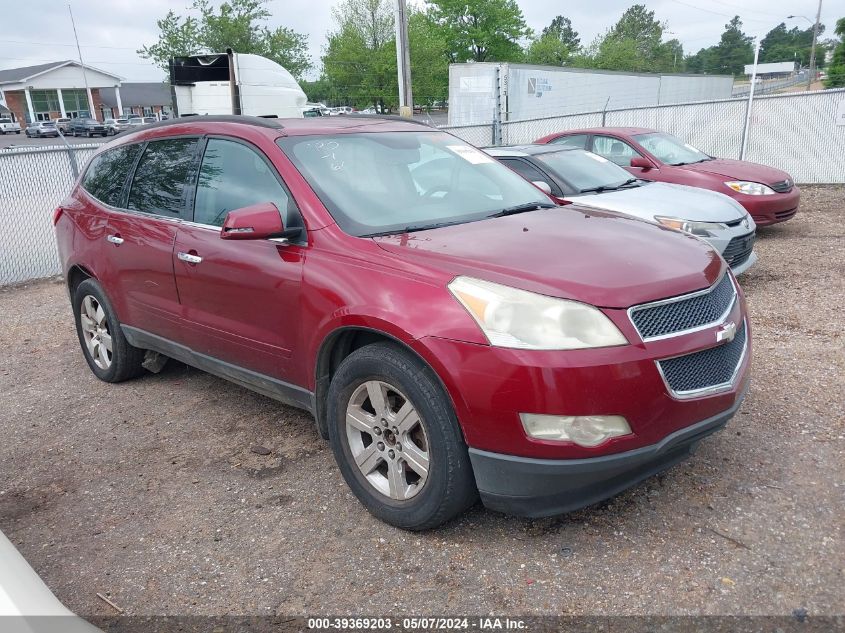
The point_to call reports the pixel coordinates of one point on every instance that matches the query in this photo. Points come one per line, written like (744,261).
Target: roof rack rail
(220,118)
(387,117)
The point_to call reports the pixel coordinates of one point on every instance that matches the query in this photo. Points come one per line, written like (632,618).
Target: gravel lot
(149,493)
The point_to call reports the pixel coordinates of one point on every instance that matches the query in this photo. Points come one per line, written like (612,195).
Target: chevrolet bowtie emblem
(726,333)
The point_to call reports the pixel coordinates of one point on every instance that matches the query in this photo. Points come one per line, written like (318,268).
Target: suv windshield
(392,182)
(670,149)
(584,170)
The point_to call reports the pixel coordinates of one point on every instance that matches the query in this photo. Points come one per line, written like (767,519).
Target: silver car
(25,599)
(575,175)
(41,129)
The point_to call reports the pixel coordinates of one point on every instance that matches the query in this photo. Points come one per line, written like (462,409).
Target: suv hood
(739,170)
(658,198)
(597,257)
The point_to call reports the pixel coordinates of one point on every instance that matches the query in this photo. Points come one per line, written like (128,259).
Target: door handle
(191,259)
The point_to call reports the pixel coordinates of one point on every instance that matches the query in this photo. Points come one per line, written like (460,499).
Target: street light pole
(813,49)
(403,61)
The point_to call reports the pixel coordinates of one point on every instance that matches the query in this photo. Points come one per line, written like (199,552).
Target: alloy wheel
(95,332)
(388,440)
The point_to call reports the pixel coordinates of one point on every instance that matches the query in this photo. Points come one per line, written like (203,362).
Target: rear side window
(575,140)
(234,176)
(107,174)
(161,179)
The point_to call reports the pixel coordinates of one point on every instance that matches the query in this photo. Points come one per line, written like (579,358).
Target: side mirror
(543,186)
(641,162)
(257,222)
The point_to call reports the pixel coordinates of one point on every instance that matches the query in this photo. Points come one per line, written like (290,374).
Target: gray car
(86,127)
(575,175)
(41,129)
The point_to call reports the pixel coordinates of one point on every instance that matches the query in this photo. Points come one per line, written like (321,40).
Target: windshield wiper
---
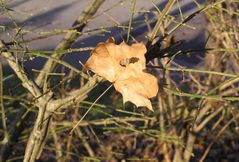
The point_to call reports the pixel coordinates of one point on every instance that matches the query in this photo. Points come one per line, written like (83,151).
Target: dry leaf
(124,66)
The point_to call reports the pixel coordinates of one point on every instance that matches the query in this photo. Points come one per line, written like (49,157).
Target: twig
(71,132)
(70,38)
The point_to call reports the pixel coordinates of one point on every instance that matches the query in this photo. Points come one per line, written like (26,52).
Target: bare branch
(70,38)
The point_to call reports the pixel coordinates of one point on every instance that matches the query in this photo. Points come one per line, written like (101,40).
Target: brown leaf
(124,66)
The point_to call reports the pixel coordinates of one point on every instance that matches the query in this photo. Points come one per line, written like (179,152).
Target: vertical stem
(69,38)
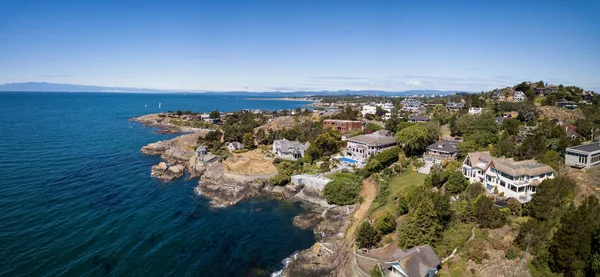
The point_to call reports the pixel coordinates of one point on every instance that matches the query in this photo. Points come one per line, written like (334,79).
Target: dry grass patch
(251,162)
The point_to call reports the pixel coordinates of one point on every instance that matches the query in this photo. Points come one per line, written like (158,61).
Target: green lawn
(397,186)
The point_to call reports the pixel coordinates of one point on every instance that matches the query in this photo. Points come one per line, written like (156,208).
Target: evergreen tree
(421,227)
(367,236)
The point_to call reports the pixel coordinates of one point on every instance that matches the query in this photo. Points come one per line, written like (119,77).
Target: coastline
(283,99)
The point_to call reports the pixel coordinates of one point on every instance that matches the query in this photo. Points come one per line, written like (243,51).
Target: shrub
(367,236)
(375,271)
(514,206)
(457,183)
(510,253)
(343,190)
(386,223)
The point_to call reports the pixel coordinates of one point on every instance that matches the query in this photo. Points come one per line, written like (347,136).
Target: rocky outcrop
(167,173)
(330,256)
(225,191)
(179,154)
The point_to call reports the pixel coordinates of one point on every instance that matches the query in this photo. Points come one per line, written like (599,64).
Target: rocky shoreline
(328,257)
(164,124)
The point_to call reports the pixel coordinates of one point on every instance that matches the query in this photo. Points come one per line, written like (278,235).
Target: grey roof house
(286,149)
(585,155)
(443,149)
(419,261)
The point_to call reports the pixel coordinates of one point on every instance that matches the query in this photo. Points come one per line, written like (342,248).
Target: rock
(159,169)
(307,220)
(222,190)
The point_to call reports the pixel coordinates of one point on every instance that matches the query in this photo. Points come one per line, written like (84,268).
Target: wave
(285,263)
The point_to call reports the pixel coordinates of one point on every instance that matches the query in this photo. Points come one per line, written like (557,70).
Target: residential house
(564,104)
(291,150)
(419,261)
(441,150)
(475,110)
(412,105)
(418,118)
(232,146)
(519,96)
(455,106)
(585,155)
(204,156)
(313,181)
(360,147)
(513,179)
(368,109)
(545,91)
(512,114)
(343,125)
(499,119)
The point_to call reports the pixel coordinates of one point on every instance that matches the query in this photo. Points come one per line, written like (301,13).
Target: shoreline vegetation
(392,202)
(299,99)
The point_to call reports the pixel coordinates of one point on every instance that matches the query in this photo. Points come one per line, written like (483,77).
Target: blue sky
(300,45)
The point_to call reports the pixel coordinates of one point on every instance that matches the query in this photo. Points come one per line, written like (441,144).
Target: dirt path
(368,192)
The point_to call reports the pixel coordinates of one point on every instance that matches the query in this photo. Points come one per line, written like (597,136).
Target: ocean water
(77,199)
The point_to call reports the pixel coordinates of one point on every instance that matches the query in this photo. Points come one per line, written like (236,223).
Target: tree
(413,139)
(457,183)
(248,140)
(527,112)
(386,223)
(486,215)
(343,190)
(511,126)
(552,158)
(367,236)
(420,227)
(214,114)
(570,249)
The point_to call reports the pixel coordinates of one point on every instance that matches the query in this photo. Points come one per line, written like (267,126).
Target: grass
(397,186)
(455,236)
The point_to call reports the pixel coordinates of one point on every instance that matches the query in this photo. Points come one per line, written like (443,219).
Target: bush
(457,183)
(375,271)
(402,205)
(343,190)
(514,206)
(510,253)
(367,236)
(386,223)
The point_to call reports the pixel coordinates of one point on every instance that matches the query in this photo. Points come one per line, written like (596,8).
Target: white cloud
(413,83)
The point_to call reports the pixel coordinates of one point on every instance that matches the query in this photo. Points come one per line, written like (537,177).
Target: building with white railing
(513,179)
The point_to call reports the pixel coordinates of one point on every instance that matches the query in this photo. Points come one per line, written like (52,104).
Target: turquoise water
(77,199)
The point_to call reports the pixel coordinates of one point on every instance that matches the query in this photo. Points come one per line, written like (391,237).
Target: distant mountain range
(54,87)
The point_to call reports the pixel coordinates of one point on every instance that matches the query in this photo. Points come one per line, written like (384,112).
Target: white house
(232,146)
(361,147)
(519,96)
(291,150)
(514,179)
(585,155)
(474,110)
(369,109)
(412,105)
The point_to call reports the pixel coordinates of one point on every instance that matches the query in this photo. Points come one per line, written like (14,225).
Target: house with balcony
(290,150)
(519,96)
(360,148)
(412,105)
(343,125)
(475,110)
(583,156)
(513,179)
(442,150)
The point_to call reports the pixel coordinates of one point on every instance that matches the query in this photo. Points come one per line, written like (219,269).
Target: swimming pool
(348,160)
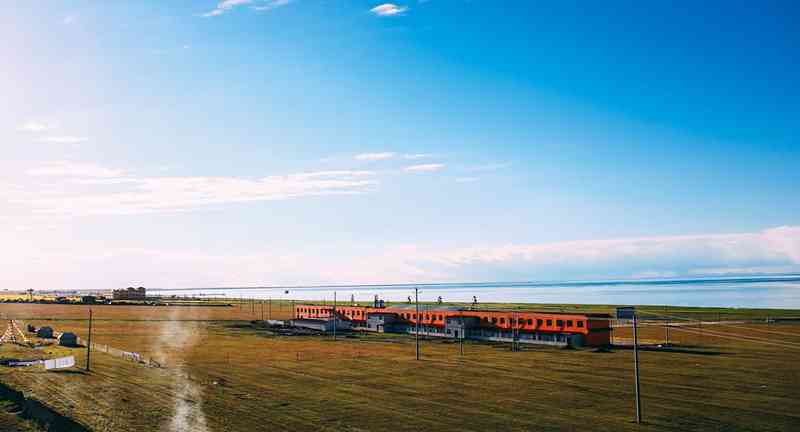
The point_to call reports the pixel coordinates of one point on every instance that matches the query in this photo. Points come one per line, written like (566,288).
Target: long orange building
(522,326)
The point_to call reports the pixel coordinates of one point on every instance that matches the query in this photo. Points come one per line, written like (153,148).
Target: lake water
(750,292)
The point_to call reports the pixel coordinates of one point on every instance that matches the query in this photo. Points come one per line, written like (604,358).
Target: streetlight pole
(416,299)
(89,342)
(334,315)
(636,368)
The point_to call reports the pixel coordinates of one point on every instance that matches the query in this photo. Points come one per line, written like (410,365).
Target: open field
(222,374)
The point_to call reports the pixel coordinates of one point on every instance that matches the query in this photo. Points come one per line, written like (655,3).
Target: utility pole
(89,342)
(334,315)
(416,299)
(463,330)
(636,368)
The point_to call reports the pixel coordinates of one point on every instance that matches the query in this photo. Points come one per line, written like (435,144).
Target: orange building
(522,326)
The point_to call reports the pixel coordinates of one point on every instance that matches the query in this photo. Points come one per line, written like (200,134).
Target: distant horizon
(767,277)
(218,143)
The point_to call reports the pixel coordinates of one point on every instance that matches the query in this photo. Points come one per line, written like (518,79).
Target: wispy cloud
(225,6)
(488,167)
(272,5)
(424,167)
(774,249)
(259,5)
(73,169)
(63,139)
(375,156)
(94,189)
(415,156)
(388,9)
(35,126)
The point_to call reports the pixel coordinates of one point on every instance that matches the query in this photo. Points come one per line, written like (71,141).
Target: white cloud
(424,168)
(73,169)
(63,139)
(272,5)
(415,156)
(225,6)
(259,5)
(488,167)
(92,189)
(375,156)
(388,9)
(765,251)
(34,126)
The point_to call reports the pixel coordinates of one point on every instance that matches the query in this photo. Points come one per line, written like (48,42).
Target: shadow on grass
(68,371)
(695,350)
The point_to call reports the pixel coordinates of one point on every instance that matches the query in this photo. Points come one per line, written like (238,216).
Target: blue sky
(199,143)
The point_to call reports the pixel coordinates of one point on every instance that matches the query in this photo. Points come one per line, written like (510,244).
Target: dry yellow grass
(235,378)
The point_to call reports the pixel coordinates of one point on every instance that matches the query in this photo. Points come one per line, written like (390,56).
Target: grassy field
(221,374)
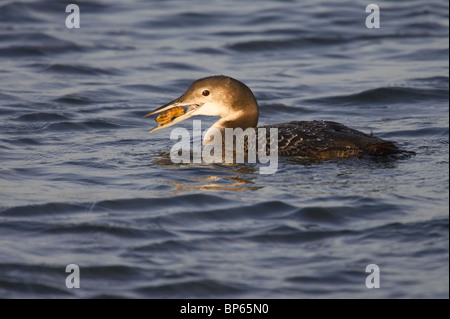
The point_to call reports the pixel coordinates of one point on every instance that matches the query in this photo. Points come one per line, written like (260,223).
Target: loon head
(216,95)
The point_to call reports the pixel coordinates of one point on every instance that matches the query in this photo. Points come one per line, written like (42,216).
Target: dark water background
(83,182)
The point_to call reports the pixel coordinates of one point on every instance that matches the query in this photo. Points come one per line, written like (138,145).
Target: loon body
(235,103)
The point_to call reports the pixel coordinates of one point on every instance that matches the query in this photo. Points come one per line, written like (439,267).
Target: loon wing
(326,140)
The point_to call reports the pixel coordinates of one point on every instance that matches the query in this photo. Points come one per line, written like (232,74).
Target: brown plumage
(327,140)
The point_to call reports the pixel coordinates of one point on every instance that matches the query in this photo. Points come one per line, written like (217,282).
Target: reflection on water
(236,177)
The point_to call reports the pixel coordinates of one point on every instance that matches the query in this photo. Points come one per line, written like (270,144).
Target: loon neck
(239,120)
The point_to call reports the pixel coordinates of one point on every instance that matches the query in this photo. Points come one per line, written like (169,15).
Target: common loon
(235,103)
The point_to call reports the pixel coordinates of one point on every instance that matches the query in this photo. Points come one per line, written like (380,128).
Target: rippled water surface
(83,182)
* * *
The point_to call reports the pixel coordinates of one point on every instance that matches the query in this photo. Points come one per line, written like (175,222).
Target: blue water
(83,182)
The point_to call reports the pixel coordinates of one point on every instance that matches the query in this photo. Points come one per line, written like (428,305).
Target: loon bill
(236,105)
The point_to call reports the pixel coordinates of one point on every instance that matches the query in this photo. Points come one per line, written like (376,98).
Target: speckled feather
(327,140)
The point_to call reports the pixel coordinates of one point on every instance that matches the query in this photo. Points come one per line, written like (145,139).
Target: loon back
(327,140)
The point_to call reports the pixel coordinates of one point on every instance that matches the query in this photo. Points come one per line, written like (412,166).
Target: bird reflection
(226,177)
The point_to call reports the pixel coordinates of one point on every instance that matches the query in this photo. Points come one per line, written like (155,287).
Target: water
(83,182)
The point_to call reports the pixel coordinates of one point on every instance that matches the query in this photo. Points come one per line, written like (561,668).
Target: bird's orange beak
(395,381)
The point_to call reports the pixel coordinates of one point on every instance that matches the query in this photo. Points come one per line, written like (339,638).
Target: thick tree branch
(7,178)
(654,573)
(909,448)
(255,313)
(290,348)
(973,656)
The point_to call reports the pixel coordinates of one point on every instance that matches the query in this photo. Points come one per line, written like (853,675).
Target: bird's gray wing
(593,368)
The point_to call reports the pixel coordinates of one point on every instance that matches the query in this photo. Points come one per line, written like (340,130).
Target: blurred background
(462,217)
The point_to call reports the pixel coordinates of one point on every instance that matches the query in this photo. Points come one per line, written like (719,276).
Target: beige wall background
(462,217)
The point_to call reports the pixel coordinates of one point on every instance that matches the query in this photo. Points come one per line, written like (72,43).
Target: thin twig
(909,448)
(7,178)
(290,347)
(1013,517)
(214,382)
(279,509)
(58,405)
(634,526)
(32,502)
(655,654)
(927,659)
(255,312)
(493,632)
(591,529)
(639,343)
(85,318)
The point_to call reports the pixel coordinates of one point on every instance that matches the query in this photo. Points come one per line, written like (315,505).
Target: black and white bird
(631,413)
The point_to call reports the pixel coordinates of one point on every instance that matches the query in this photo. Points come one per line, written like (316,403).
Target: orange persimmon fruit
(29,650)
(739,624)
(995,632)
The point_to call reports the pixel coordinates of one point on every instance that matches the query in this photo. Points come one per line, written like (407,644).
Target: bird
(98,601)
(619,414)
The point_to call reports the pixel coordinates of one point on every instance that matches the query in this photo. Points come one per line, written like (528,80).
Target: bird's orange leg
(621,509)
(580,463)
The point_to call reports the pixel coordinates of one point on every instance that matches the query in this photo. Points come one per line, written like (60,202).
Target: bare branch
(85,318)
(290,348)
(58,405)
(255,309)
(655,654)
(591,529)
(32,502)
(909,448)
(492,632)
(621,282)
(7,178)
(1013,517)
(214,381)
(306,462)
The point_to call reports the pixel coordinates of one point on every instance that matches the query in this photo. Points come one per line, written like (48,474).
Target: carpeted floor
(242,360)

Task: Write down again, exactly as given, only the lines above that fall from the line with "Target: suv hood" to the line with "written like (203,362).", inclusive.

Solution for this problem:
Target: suv hood
(739,170)
(658,198)
(597,257)
The point_to call reports the pixel coordinates of one point on every instance that matches the query in this photo. Points come one per line, written like (128,259).
Target: door handle
(191,259)
The point_to call reports the pixel coordinates of one point on every instance that matches the query in this photo. Points come one per line, written like (460,499).
Target: street light pole
(813,49)
(403,61)
The point_to call reports the pixel coordinates of one point on every instance that matches the query in this photo. Points come one per line, written like (199,552).
Target: alloy wheel
(95,332)
(388,440)
The point_to call reports the pixel coordinates of one point on every instance that matches the query in this photo. Points come one per line, written like (203,362).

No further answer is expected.